***** Data supplied *****

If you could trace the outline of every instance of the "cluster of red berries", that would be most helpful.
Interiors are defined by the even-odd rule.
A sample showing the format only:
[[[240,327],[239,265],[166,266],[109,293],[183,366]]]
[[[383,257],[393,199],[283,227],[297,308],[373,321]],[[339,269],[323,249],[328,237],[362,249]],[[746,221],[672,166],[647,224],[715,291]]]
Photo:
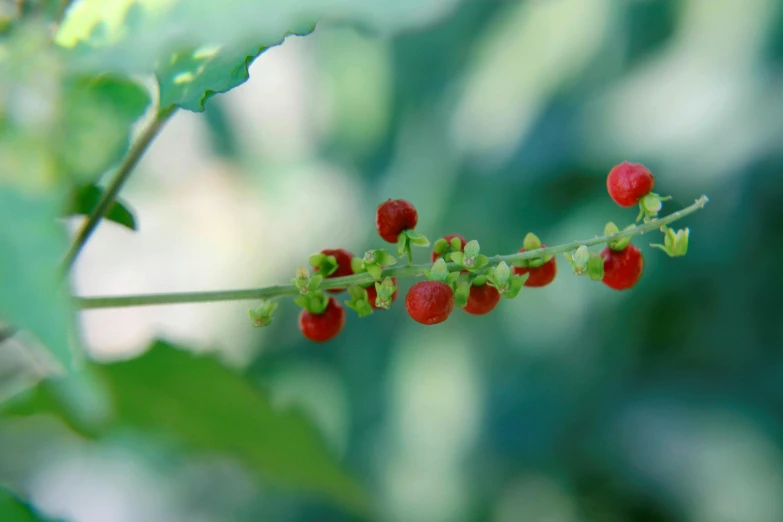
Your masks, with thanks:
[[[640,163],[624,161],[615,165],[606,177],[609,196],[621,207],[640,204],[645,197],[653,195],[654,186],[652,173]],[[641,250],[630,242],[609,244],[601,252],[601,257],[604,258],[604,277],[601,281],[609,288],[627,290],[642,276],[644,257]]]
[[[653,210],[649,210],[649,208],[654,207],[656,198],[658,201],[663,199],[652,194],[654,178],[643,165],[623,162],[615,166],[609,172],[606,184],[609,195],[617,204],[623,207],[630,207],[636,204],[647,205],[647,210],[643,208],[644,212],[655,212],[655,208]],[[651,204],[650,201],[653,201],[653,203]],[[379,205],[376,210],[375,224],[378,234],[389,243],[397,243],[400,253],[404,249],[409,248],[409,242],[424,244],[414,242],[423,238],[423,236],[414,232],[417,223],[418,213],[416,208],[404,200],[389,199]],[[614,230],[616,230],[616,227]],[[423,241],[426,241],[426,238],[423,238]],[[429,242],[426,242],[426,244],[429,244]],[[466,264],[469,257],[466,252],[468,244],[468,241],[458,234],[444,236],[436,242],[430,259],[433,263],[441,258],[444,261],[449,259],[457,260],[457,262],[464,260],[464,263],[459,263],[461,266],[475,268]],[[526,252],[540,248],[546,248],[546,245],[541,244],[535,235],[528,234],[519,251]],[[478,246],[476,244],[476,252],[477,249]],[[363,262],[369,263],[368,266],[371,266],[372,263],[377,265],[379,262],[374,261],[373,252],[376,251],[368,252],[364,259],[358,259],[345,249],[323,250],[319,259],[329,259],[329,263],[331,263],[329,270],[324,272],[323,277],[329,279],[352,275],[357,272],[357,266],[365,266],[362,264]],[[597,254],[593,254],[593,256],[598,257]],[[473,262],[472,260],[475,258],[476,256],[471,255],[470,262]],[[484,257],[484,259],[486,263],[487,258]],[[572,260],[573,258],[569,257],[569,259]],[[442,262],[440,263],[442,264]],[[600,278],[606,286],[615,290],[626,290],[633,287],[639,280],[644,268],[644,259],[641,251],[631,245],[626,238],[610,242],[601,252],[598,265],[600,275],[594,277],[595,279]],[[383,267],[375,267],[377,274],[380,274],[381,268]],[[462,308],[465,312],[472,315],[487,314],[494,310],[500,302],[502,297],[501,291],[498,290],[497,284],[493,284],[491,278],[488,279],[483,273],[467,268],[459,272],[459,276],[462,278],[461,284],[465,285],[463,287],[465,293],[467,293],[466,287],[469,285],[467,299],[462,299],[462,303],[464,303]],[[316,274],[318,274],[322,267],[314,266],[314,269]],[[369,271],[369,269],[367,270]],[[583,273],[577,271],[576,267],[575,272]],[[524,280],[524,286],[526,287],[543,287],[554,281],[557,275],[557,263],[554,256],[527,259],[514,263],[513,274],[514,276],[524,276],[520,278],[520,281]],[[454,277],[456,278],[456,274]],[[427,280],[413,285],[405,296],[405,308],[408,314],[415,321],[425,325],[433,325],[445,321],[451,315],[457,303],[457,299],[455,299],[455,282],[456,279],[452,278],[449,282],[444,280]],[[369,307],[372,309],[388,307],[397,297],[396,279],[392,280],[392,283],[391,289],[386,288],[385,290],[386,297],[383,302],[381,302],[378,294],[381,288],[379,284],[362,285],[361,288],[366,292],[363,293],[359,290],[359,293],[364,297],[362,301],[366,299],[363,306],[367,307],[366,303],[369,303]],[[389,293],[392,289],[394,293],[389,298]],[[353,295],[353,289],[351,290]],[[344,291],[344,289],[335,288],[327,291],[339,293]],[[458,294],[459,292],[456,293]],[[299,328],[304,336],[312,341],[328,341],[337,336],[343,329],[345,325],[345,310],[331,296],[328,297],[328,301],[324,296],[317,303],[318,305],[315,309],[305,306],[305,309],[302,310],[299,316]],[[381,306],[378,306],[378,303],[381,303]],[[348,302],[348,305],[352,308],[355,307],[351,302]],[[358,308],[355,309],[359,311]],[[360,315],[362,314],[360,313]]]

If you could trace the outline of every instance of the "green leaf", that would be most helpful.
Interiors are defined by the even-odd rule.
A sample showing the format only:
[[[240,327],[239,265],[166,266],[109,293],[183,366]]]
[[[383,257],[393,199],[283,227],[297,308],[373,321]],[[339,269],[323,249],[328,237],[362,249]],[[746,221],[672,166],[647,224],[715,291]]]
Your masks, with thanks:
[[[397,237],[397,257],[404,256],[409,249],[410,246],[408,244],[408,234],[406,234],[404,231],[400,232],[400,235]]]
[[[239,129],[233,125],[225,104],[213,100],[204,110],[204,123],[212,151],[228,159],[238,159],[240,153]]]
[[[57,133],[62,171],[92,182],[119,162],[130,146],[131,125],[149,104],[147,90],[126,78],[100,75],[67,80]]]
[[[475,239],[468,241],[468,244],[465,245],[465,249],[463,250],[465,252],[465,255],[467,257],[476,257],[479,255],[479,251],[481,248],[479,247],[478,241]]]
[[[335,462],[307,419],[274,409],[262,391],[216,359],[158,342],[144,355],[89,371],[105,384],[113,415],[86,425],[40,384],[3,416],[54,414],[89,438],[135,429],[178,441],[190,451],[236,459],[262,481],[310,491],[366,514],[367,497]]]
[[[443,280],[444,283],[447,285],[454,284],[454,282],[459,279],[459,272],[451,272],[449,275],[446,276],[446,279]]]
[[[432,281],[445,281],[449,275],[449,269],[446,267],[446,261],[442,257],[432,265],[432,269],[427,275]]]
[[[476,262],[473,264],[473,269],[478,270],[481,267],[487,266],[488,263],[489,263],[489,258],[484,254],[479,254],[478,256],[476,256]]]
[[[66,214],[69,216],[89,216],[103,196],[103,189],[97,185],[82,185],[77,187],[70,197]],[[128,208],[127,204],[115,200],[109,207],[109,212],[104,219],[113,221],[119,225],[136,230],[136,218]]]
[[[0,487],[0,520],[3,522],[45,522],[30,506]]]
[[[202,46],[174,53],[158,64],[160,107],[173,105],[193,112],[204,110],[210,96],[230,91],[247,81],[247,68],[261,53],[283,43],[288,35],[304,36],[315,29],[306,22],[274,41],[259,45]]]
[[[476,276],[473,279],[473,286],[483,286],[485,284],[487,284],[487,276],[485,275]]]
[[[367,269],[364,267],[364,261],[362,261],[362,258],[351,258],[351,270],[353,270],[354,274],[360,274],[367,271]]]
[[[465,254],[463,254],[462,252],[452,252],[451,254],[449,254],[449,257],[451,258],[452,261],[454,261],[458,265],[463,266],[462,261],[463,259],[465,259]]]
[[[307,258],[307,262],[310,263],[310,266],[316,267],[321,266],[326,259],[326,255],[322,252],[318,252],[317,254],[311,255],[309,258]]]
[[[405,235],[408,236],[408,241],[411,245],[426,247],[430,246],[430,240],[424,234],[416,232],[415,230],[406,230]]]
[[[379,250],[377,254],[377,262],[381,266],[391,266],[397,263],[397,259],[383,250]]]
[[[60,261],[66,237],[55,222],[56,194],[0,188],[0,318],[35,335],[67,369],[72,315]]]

*****

**Task to carry out**
Copy every line of the records above that contains "outline".

**Result of this exercise**
If you could trace the outline of every instance of the "cluster of red berries", that would be most helpful.
If you could trace the outline of every instance of the "green leaf", that would be most helpful.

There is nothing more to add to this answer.